# TASK DESCRIPTION:
Return only those lines of the listing in which "player" appears.
[THE INPUT Boundary: Start]
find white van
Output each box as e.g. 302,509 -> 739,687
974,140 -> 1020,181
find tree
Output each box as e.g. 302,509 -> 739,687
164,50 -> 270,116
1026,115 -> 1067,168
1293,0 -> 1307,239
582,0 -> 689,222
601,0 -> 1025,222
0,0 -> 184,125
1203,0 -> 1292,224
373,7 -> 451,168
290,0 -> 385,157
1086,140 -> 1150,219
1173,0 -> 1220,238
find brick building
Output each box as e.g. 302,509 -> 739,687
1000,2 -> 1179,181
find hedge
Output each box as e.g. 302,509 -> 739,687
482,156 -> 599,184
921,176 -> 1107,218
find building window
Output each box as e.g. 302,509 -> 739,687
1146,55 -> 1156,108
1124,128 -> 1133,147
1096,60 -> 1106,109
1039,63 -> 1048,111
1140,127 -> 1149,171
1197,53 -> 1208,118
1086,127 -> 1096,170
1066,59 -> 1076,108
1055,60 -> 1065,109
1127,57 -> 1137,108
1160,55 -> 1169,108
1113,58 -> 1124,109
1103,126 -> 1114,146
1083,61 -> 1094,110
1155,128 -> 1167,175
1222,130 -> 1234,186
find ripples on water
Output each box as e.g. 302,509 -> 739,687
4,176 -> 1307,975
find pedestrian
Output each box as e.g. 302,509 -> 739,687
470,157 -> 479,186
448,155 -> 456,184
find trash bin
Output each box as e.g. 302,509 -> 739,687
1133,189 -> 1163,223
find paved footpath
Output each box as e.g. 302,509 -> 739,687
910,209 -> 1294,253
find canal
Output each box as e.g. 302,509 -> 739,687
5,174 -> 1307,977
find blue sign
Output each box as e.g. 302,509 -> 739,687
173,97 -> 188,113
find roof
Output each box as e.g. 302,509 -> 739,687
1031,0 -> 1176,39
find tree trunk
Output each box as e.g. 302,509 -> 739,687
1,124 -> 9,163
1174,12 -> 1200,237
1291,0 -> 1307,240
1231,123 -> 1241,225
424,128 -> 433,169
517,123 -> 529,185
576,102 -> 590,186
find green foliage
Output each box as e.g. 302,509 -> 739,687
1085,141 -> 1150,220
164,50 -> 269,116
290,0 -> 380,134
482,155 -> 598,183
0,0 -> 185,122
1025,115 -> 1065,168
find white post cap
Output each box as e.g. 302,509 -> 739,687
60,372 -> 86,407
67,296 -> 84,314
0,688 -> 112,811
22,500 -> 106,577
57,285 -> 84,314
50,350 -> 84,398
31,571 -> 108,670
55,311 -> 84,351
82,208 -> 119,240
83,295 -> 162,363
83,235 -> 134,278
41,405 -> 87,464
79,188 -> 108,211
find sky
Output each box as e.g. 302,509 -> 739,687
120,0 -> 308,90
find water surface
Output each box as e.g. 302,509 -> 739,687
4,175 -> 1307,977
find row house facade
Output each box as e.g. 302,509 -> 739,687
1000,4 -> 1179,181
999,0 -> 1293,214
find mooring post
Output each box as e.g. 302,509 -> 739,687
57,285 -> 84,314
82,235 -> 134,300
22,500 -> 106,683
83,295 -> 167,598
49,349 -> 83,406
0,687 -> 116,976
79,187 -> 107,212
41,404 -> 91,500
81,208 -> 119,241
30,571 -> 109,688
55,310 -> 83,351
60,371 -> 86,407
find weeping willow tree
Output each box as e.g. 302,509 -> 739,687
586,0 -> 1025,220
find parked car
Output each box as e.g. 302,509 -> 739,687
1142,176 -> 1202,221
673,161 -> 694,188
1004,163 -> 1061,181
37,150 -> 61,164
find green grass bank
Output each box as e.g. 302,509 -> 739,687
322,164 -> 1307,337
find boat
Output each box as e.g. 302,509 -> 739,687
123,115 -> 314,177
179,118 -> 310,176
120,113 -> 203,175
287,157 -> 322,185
[THE INPUT Boundary: End]
[THE INPUT Boundary: Start]
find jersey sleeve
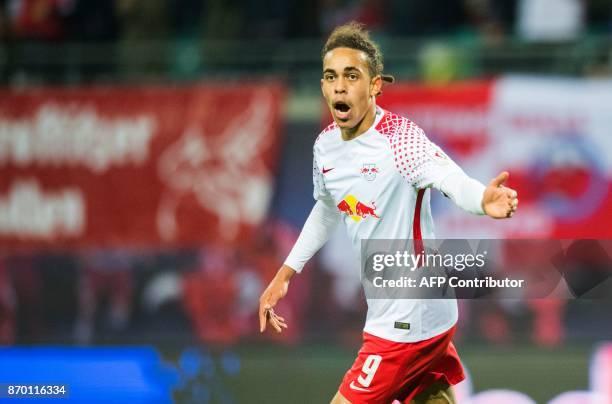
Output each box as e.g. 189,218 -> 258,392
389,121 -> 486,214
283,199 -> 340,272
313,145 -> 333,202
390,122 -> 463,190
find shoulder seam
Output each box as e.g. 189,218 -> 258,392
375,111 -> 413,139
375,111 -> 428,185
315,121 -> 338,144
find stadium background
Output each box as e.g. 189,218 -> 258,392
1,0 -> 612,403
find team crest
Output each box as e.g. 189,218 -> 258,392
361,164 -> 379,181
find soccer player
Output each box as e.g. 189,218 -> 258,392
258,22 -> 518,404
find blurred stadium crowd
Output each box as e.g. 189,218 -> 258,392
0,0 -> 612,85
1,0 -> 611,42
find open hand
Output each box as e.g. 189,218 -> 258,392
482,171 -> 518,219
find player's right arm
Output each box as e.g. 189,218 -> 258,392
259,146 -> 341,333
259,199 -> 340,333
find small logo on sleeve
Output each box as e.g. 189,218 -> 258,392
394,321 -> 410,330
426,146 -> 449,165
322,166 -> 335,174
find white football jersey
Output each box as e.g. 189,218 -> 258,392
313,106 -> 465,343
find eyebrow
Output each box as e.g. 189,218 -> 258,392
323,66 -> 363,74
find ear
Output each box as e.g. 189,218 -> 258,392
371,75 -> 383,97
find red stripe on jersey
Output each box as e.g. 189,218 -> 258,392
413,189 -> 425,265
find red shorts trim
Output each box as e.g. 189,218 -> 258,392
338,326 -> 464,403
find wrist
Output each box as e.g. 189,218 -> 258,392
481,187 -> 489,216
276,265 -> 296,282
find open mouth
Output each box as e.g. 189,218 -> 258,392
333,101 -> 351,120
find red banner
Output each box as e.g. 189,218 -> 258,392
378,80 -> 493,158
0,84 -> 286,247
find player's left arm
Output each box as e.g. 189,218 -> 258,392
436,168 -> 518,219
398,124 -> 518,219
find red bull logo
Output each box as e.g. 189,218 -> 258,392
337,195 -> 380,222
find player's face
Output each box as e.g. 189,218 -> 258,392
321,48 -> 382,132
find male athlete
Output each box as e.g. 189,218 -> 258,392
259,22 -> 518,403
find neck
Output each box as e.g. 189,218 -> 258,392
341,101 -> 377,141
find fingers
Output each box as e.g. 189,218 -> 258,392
[THE INPUT Boundary: End]
# ANSWER:
find soccer player
find player's right arm
find player's left arm
find player's face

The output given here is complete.